▶
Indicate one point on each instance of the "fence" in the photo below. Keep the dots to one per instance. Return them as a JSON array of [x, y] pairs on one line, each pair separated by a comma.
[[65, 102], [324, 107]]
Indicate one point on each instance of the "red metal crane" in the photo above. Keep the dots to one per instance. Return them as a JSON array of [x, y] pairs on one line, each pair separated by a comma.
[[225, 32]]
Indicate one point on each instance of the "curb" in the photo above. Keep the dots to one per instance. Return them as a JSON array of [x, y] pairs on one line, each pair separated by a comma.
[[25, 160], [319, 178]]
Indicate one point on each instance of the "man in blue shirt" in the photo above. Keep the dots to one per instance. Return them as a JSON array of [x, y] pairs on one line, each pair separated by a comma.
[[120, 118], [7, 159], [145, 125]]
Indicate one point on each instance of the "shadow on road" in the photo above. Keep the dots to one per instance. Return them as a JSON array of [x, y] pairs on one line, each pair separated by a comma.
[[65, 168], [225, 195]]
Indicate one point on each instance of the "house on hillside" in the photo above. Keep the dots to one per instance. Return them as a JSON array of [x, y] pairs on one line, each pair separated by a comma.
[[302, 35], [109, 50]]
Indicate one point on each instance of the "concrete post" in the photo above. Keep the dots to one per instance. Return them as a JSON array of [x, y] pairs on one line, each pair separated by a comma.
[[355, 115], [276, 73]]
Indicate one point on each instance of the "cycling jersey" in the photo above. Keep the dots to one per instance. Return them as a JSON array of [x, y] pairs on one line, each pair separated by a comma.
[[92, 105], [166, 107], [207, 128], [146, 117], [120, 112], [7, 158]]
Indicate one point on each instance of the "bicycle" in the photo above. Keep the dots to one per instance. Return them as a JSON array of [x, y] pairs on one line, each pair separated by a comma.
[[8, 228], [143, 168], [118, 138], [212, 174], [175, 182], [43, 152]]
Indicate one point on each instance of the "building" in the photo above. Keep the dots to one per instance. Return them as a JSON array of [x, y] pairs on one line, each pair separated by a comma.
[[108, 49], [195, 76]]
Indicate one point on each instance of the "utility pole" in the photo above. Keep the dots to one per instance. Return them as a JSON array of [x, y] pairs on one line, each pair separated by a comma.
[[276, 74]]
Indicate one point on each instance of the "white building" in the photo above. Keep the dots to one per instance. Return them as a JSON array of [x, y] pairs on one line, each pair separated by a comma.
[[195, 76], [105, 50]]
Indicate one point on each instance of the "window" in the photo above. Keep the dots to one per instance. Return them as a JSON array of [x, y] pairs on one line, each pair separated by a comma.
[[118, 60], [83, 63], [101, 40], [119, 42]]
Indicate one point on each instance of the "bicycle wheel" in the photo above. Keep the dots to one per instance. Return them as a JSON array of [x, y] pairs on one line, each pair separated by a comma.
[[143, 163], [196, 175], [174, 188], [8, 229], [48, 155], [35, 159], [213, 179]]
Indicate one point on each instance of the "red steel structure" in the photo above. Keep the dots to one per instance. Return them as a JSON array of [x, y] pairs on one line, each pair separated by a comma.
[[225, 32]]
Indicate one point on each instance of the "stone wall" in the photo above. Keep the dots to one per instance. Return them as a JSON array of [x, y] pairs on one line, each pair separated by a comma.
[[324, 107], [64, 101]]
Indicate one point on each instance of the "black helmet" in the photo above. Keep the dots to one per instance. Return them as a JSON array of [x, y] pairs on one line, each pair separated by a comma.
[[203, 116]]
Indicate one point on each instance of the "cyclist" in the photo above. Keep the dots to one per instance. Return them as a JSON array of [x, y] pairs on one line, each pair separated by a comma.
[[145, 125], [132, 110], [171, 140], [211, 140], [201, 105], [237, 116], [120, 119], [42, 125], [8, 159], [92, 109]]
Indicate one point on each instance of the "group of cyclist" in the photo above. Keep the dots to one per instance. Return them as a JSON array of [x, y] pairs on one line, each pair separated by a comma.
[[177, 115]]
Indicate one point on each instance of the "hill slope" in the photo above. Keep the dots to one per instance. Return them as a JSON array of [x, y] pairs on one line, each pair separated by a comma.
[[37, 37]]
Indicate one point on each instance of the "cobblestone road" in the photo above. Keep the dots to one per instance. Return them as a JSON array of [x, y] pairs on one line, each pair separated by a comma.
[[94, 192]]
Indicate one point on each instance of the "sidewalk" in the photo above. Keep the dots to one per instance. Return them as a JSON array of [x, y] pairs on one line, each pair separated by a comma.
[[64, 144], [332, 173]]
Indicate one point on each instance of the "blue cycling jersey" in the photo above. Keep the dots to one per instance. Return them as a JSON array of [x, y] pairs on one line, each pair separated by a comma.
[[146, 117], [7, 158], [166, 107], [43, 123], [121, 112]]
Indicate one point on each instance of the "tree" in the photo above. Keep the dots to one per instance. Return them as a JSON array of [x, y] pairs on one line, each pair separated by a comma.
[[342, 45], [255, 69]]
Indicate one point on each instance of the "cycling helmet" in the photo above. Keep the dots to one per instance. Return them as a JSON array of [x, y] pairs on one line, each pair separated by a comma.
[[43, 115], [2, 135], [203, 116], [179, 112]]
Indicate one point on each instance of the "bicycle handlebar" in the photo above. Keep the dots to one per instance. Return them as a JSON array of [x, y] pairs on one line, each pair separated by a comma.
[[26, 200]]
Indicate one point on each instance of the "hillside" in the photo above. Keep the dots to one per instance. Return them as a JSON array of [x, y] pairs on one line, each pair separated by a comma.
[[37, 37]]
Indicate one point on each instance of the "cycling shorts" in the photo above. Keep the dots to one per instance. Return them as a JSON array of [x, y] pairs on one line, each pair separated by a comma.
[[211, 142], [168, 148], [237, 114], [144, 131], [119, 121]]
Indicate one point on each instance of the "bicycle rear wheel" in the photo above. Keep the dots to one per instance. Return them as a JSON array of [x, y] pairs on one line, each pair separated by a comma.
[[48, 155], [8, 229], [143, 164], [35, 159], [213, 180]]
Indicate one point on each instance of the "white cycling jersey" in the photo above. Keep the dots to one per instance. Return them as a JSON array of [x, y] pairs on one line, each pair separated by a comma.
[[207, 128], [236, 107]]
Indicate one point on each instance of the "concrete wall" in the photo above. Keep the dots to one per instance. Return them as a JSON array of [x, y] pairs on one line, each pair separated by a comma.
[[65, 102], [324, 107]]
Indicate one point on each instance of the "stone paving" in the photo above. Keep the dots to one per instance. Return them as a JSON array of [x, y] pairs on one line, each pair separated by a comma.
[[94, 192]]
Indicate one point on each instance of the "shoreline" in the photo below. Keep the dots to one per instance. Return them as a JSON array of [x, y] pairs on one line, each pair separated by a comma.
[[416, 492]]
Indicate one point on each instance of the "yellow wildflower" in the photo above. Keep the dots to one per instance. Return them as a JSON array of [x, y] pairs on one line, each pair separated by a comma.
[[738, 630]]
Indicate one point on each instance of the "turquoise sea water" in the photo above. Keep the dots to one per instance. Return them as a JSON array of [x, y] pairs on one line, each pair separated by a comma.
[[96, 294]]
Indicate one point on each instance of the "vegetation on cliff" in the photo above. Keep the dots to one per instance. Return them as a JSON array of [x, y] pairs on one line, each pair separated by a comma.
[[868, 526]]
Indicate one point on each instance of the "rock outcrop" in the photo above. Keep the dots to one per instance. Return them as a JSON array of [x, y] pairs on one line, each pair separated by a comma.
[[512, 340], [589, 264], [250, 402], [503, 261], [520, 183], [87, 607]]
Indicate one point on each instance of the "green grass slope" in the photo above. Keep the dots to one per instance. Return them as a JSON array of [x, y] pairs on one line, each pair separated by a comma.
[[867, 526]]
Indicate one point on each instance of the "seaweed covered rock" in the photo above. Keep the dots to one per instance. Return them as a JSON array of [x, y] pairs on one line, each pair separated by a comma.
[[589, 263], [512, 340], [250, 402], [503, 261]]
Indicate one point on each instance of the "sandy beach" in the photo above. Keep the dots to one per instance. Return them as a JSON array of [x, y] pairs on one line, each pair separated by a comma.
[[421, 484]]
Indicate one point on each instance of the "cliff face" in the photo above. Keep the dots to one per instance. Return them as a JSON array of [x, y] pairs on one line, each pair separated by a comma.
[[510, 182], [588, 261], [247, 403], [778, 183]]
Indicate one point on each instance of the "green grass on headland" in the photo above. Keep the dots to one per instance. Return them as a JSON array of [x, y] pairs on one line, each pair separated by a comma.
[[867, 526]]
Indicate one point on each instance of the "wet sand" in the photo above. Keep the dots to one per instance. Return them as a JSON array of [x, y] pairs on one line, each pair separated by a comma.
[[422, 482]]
◀
* **GIVEN REQUEST**: Rewrite everything from the start of the records down to the line containing "[[302, 35], [109, 50]]", with "red metal crane" swapped for "tower crane" and nothing else changed.

* **ANSWER FOR THE TASK**:
Indicate one point on each instance of the "fence" in the photo below. Keep the dots to one per instance. Return them as a JSON array of [x, y] pairs on one line, each pair separated by a comma.
[[65, 102], [324, 107]]
Indicate one point on each instance of the "tower crane" in the photo above. Keep the dots to one per instance. Return them as a JSON array of [x, y] pairs on one line, each pair separated by a comma.
[[225, 32]]
Indicate one point on each instance of the "curb" in the photo above. Keep the dots to one per instance. Return them as a JSON array of [x, y] pairs on one line, each pair separated by a comma.
[[25, 160], [319, 178]]
Indicate one point on each instance of the "man in blue shirt" in the photo above. Keep the dots to one per instance. Return them as a JSON array of [x, y] pairs on one line, each pair separated by a comma.
[[120, 118], [7, 159], [145, 125]]
Indicate one point on each instance of the "shadow on road" in the photo above. Keep the dots to one per instance. Return them as a JSON array of [x, y] pairs on one line, each pair separated by a comma.
[[65, 168], [225, 195]]
Indicate one point on each instance of the "house on hillside" in the photo above. Keep the dots to one per instance. Return them as a JSON array of [x, y] pairs on one line, each pair separated by a comma.
[[302, 35], [109, 50]]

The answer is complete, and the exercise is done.